**Task description**: Transcribe without any change every line from the first one through the line holding "34, 262, 300, 400", including both.

(Detection annotation records)
------

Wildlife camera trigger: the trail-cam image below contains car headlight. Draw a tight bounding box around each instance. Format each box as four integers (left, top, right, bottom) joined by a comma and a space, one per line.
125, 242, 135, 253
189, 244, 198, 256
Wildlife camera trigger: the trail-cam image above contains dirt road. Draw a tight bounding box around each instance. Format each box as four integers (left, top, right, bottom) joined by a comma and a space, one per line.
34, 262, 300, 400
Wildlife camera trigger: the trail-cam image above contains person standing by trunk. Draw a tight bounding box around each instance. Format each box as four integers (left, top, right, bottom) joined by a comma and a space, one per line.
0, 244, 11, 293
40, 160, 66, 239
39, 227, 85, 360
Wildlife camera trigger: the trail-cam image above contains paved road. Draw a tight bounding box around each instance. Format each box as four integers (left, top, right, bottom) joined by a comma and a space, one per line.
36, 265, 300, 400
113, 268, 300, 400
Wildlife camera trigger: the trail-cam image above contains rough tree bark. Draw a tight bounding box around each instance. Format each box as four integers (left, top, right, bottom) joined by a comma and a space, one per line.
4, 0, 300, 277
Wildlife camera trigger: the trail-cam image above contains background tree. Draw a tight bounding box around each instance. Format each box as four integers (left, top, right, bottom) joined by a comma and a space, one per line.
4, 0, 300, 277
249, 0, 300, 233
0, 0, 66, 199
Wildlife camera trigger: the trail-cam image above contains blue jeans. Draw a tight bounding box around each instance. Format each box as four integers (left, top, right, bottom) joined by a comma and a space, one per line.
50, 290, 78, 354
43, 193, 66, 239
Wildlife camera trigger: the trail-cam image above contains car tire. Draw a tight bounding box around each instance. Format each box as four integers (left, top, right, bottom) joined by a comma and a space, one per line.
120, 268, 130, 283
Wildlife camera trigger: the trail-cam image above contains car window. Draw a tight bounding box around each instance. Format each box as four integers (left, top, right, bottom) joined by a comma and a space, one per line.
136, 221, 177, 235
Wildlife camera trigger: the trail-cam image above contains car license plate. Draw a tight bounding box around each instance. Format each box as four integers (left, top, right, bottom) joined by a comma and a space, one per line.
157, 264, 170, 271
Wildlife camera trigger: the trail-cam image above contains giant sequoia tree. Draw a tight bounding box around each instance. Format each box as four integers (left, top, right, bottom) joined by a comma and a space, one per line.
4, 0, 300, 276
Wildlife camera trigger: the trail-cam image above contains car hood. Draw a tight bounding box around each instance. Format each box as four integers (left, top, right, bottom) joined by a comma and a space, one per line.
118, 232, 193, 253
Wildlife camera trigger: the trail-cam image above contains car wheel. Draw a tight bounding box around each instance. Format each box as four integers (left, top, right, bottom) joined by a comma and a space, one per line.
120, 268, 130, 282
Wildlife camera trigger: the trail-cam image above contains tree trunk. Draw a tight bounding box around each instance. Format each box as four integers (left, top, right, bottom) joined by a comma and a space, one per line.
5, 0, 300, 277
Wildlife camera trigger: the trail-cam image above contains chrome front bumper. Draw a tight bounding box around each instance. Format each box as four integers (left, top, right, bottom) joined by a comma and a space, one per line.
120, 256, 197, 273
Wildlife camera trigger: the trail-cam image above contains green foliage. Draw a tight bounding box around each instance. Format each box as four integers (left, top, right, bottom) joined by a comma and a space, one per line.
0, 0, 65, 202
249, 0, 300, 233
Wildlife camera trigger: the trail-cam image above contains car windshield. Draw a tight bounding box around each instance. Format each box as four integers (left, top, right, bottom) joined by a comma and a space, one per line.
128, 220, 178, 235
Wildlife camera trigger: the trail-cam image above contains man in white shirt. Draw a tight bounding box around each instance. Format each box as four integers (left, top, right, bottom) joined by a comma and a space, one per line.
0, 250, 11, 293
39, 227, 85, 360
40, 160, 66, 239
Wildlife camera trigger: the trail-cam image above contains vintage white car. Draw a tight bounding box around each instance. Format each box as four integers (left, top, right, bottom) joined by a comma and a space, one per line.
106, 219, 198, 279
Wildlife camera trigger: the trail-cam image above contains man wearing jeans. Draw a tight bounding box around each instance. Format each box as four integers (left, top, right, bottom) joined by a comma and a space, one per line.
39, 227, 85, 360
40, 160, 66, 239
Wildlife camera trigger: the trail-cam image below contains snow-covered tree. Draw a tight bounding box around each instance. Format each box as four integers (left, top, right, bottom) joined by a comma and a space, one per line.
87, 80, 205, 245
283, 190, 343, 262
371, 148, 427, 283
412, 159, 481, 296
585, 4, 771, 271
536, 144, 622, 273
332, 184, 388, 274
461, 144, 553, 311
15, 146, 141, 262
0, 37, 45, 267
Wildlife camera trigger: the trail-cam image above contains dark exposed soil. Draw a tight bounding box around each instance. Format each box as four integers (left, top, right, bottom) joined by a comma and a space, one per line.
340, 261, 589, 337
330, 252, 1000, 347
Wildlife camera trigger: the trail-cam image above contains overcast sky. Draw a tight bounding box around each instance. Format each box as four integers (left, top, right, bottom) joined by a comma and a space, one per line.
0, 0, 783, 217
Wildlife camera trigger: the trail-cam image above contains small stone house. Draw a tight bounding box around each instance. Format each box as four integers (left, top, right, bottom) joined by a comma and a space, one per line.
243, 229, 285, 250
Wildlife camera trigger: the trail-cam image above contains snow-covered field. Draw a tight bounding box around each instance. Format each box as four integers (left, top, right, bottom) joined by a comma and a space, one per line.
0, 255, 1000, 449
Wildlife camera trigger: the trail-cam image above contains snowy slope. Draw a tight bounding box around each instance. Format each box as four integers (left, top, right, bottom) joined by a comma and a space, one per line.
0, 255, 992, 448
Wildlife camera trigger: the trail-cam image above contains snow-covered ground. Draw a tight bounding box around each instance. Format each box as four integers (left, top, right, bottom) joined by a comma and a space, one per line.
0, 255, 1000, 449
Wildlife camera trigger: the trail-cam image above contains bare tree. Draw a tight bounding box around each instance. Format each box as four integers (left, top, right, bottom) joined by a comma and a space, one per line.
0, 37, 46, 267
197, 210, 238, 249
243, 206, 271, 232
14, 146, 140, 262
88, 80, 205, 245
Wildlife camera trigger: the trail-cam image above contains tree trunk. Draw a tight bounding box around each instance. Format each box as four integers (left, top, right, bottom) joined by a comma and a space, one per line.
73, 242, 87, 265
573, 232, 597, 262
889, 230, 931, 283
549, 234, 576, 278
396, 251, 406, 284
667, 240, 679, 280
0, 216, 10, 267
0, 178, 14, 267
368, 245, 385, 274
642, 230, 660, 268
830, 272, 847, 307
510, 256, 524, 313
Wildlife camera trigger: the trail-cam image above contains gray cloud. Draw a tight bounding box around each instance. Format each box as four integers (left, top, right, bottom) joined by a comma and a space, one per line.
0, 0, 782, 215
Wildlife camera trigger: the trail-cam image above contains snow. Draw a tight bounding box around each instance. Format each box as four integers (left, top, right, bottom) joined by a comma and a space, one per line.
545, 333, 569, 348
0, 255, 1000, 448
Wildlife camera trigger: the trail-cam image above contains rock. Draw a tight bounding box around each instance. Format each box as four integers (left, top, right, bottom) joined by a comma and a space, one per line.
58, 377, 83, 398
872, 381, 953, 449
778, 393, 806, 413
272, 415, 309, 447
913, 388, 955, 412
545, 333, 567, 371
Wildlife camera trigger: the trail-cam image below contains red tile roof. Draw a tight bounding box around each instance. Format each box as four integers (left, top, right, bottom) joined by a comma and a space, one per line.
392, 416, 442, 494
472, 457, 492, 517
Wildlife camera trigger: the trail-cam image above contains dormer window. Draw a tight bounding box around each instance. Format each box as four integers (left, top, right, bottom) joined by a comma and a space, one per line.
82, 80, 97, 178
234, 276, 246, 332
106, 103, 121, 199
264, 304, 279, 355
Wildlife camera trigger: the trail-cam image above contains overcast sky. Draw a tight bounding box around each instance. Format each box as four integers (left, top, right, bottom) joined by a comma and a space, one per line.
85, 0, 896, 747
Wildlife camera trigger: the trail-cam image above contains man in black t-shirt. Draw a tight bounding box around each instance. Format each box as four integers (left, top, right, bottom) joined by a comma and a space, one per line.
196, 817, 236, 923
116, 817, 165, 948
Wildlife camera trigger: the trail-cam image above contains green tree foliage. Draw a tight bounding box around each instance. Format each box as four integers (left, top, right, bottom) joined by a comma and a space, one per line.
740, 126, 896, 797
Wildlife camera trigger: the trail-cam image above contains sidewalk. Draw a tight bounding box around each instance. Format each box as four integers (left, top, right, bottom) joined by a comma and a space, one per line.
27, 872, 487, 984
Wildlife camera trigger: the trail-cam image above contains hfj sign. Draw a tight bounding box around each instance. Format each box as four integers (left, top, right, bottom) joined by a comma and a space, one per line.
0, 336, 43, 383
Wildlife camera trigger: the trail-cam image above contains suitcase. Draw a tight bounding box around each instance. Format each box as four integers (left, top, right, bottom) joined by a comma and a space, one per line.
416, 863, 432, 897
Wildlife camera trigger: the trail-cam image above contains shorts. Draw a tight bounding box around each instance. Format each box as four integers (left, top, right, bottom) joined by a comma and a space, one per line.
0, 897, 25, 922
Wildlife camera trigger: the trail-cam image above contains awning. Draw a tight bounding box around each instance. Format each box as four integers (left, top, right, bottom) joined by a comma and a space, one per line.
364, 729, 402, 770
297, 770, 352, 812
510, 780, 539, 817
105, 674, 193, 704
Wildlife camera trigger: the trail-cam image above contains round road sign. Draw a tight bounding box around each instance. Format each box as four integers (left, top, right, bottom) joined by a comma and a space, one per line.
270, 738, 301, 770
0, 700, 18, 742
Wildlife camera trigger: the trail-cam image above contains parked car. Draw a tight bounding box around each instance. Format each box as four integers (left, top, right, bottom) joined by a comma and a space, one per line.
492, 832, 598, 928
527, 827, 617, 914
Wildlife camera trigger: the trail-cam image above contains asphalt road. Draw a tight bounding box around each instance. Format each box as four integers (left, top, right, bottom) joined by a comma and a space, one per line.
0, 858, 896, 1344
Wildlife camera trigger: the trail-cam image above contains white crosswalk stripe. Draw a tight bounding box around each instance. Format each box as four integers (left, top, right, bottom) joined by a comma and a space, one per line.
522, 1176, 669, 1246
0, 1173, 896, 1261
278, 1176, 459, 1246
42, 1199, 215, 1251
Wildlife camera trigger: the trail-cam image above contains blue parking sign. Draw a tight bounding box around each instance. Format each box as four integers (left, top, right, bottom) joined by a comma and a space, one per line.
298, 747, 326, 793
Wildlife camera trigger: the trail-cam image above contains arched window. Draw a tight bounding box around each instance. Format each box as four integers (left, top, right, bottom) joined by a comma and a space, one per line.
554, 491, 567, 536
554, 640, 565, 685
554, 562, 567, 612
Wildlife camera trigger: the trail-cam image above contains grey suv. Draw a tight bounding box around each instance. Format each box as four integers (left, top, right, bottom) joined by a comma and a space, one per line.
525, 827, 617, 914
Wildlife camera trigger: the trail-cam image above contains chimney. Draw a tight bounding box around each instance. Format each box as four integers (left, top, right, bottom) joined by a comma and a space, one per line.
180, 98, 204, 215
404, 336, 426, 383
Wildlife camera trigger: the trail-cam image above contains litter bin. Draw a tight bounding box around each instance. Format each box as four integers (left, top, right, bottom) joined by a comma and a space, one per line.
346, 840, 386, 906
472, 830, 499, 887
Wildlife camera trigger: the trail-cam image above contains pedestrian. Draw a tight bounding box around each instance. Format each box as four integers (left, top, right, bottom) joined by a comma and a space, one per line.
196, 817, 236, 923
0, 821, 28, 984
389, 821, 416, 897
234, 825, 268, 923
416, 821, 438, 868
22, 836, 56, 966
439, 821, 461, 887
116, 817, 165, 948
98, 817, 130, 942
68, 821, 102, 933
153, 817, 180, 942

------

**Problem solution**:
Wildlife camera trigger: the trail-cam image below contains car headlight. Draw a tight bounding box around each instance. Format each box as four integers (left, top, right, bottom) joined by a comma and a space, one per line.
125, 242, 135, 253
189, 244, 198, 256
Wildlife camera trigger: the trail-cam image above contains dirt road. Draw a tight bounding box around each instance. Format each box as four integers (left, top, right, bottom) joined by a comma and a space, one per line.
34, 262, 300, 400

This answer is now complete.